(Point-per-instance localization data)
---

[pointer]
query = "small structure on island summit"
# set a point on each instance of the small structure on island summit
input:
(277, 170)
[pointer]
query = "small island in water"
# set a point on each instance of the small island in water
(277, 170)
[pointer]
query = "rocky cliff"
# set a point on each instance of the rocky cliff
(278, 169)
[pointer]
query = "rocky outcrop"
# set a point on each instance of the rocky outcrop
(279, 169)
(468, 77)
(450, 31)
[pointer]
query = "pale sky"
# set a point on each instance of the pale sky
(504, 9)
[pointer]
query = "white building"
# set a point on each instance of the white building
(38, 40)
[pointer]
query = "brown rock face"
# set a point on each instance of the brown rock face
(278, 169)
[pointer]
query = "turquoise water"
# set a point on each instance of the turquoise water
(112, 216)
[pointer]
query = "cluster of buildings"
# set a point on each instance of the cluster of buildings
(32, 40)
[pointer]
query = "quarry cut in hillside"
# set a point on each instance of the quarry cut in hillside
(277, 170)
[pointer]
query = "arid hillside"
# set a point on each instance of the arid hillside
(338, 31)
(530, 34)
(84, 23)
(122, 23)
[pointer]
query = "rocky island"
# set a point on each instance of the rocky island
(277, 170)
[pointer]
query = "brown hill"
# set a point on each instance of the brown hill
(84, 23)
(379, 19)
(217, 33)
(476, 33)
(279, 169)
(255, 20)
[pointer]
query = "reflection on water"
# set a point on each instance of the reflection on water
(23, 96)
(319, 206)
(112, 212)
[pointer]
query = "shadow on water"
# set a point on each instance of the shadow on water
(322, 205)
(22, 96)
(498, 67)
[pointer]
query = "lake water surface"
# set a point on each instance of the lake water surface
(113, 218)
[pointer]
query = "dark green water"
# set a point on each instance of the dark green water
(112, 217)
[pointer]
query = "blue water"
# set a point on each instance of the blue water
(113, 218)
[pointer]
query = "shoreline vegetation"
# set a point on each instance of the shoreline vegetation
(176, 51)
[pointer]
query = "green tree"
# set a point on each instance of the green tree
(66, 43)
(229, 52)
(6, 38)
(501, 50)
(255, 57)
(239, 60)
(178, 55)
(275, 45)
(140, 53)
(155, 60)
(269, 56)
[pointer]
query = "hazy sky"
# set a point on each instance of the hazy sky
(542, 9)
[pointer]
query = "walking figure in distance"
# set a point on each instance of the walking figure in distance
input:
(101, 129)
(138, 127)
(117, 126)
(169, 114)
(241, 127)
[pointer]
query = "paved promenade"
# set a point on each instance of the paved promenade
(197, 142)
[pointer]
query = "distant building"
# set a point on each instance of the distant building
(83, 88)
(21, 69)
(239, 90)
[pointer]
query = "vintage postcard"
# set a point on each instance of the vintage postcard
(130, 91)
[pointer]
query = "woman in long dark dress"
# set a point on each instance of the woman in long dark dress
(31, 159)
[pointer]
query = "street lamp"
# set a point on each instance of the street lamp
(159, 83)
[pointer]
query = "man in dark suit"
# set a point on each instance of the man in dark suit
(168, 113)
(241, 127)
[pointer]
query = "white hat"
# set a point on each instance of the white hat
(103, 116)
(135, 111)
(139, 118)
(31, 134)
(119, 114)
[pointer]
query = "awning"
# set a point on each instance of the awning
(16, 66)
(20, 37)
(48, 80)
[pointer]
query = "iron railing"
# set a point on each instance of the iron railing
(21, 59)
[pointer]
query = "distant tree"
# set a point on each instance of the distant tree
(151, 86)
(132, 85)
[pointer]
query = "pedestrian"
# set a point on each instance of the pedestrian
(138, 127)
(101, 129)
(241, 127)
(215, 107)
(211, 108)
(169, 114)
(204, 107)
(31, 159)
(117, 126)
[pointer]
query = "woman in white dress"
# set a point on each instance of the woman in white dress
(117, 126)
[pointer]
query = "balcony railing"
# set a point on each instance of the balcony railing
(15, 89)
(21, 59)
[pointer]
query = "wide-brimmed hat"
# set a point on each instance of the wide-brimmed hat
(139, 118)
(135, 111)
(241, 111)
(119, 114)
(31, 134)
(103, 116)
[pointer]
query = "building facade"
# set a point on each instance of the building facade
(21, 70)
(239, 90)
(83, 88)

---

**Task requirements:** Transcribe every record exactly.

**Written response:**
[pointer]
query = "small structure on island summit"
# set a point on each instance of the small structure on island summit
input:
(277, 170)
[pointer]
query = "small island in water"
# set a point on each instance of the small island in water
(277, 170)
[pointer]
query = "rocky cliff"
# set a point on each instance of the rocky cliff
(278, 169)
[pointer]
query = "rocky outcrop"
# set a point on each instance of the rocky outcrop
(279, 169)
(468, 77)
(450, 31)
[pointer]
query = "pale sky"
# set a point on each instance of the pale sky
(504, 9)
[pointer]
query = "white building"
# set a point on each instance of the white building
(38, 40)
[pointer]
query = "brown rock face"
# set a point on each instance of the brown rock face
(278, 169)
[pointer]
query = "turquoise water"
# set a point on each instance of the turquoise water
(112, 216)
[pointer]
query = "cluster of buildings"
# set a point on each instance of the cluster of buildings
(32, 40)
[pointer]
query = "quarry cut in hillside"
# set a point on each instance of the quarry cut in hillside
(277, 170)
[pointer]
query = "arid hillside"
# set a point on each instance of the arid hillside
(338, 31)
(530, 34)
(84, 23)
(122, 23)
[pointer]
query = "rocky island"
# set a point on each instance of the rocky island
(277, 170)
[pointer]
query = "brown hill"
# set a point on each instance of the brown hill
(84, 23)
(379, 19)
(217, 33)
(476, 33)
(279, 169)
(255, 20)
[pointer]
query = "reflection on water"
# set a point on each instance of the reflection on water
(23, 96)
(319, 206)
(112, 212)
[pointer]
query = "shadow on water"
# set a point on each instance of the shadow on water
(322, 205)
(22, 96)
(498, 67)
[pointer]
query = "lake water surface"
# set a point on each instance of the lake water surface
(113, 218)
[pointer]
query = "dark green water"
# set a point on each instance of the dark green water
(112, 217)
[pointer]
query = "blue water"
# set a point on each instance of the blue water
(113, 218)
[pointer]
query = "shoreline vegetation"
# set a point on each instance of the shoreline vegetation
(176, 51)
[pointer]
query = "green tree"
# set a point on each instance of the green tree
(66, 43)
(229, 52)
(6, 38)
(501, 50)
(255, 57)
(239, 60)
(178, 55)
(275, 45)
(140, 53)
(155, 60)
(269, 56)
[pointer]
query = "hazy sky"
# set a point on each instance of the hazy sky
(542, 9)
[pointer]
query = "walking figure in distance"
# set a point on each instance of the walking figure in distance
input:
(101, 129)
(138, 127)
(117, 126)
(169, 114)
(241, 127)
[pointer]
query = "paved promenade"
# set a point on each instance of the paved promenade
(197, 142)
[pointer]
query = "distant building"
# set a point on each instance of the distant building
(83, 88)
(21, 69)
(239, 90)
[pointer]
query = "vintage postcard"
# set a point on each instance of the vintage postcard
(130, 91)
[pointer]
query = "woman in long dark dress"
# set a point on each instance of the woman in long dark dress
(31, 159)
[pointer]
query = "street lamp"
# set a point on each instance of the street lamp
(159, 83)
[pointer]
query = "man in dark suit"
# set a point on each instance of the man in dark suit
(168, 113)
(241, 127)
[pointer]
query = "white hat"
# set a point on each instance of the white hat
(103, 116)
(135, 111)
(139, 118)
(31, 134)
(119, 114)
[pointer]
query = "awning"
# set a point on each instance of the awning
(16, 66)
(20, 37)
(48, 80)
[pointer]
query = "iron railing"
# set a point on each instance of the iron railing
(21, 59)
[pointer]
query = "distant tree"
# set a point on each instance of the distant tree
(151, 86)
(132, 85)
[pointer]
query = "pedestrian"
# set a point on each instance of the pedestrian
(138, 127)
(101, 129)
(241, 127)
(215, 107)
(211, 108)
(169, 114)
(204, 107)
(31, 159)
(117, 126)
[pointer]
query = "woman in white dress"
# set a point on each instance of the woman in white dress
(117, 126)
[pointer]
query = "balcony railing"
# set a point on each instance of the balcony railing
(15, 89)
(21, 59)
[pointer]
query = "wide-brimmed hat"
# set a point on each instance of the wide-brimmed hat
(139, 118)
(135, 111)
(241, 111)
(119, 114)
(31, 134)
(103, 116)
[pointer]
query = "building facade"
# set a point on each instance of the building facade
(21, 70)
(239, 90)
(83, 88)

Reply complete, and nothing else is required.